▸ **Work task**
For this exercise, transcribe all of the records exactly as given.
==== Provided records ====
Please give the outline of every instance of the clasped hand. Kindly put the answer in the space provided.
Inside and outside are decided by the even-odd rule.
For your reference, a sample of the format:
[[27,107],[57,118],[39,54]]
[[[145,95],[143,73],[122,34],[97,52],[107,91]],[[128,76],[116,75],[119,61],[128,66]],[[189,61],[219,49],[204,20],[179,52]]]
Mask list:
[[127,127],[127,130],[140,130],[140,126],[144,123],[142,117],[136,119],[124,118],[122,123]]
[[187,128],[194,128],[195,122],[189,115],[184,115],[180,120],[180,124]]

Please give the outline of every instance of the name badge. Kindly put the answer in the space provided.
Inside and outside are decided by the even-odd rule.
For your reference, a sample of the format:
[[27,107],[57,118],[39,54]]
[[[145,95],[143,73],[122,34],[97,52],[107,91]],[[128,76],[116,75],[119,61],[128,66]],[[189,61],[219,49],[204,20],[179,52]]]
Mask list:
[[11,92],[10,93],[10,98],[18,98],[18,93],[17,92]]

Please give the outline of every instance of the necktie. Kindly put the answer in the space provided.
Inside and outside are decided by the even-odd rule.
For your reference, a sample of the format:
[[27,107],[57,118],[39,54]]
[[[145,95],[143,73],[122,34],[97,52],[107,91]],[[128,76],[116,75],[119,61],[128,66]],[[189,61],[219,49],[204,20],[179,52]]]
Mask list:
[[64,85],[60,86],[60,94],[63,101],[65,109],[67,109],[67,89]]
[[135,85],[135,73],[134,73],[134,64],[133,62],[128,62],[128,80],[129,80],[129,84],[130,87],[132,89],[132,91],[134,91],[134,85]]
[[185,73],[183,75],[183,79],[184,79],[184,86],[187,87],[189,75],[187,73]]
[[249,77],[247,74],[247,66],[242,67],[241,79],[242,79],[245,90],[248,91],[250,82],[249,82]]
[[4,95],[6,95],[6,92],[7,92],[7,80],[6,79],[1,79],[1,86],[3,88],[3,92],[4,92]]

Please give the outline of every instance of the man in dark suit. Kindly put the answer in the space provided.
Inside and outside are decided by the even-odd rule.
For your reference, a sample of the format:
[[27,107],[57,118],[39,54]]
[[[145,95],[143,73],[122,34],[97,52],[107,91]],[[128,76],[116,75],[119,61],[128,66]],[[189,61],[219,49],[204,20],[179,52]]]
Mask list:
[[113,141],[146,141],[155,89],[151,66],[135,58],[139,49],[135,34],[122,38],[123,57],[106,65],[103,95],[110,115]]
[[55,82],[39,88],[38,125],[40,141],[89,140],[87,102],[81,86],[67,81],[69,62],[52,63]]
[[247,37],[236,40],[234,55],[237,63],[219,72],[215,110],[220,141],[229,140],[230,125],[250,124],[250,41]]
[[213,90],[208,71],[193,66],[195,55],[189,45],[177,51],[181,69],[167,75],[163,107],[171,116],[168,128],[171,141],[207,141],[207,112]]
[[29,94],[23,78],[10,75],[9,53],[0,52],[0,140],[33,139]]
====
▸ **Task solution**
Please give the outline of every instance of the clasped hand. Kindly put the answer in the space provided.
Inside and outside are decided by the even-odd rule.
For your reference, a sample of the format:
[[27,107],[57,118],[39,54]]
[[[145,95],[143,73],[122,34],[97,52],[107,91]],[[128,76],[116,75],[119,61],[128,66]],[[189,61],[219,49],[204,20],[179,52]]]
Mask list:
[[127,127],[127,130],[140,130],[140,126],[144,123],[142,117],[136,119],[124,118],[122,123]]
[[187,128],[194,128],[195,122],[189,115],[184,115],[180,120],[180,124]]

Please give the outline of every instance of the name badge. Kindly put the answer in the space provided.
Inside and outside are decided by the even-odd rule.
For your reference, a sample of the format:
[[27,107],[57,118],[39,54]]
[[[145,95],[143,73],[122,34],[97,52],[107,91]],[[128,76],[116,75],[119,61],[128,66]],[[189,61],[219,49],[204,20],[179,52]]]
Mask list:
[[11,92],[10,93],[10,98],[18,98],[18,93],[17,92]]

Please give the outline of every instance of the necktie. Kindly put the answer in the space provided.
Inside and outside are decided by the even-odd rule.
For your reference, a sample of the format:
[[27,107],[57,118],[39,54]]
[[[145,95],[143,73],[122,34],[97,52],[107,91]],[[128,76],[116,75],[119,61],[128,66]],[[189,61],[219,49],[204,20],[179,52]]]
Mask list:
[[64,85],[60,86],[60,94],[63,101],[65,109],[67,109],[67,89]]
[[135,85],[135,73],[134,73],[134,64],[133,62],[128,62],[128,80],[129,80],[129,84],[130,87],[132,89],[132,91],[134,91],[134,85]]
[[185,73],[183,75],[183,79],[184,79],[184,86],[187,87],[189,75],[187,73]]
[[249,77],[247,74],[247,66],[242,67],[241,79],[242,79],[245,90],[248,91],[250,82],[249,82]]
[[4,95],[6,95],[6,92],[7,92],[7,80],[6,79],[1,79],[1,86],[3,88],[3,92],[4,92]]

Please give the outline of every instance of the man in dark suit. Kindly put the answer in the space provided.
Inside and outside are decided by the even-odd rule.
For your reference, a sample of the format:
[[27,107],[57,118],[39,54]]
[[[145,95],[143,73],[122,34],[97,52],[107,91]],[[128,76],[116,75],[119,61],[128,66]],[[189,61],[219,49],[204,20],[179,52]]]
Mask list:
[[113,141],[146,141],[155,89],[151,66],[135,58],[139,49],[135,34],[122,38],[123,57],[106,65],[103,95],[110,115]]
[[55,82],[39,88],[38,125],[40,141],[89,140],[87,102],[81,86],[67,81],[69,62],[52,63]]
[[247,37],[236,40],[234,55],[237,63],[219,72],[215,110],[220,141],[229,140],[230,125],[250,124],[250,41]]
[[213,90],[208,71],[193,66],[195,55],[189,45],[177,51],[181,69],[167,75],[163,107],[171,116],[168,128],[171,141],[207,141],[207,112]]
[[29,94],[23,78],[10,75],[9,53],[0,52],[0,140],[33,139]]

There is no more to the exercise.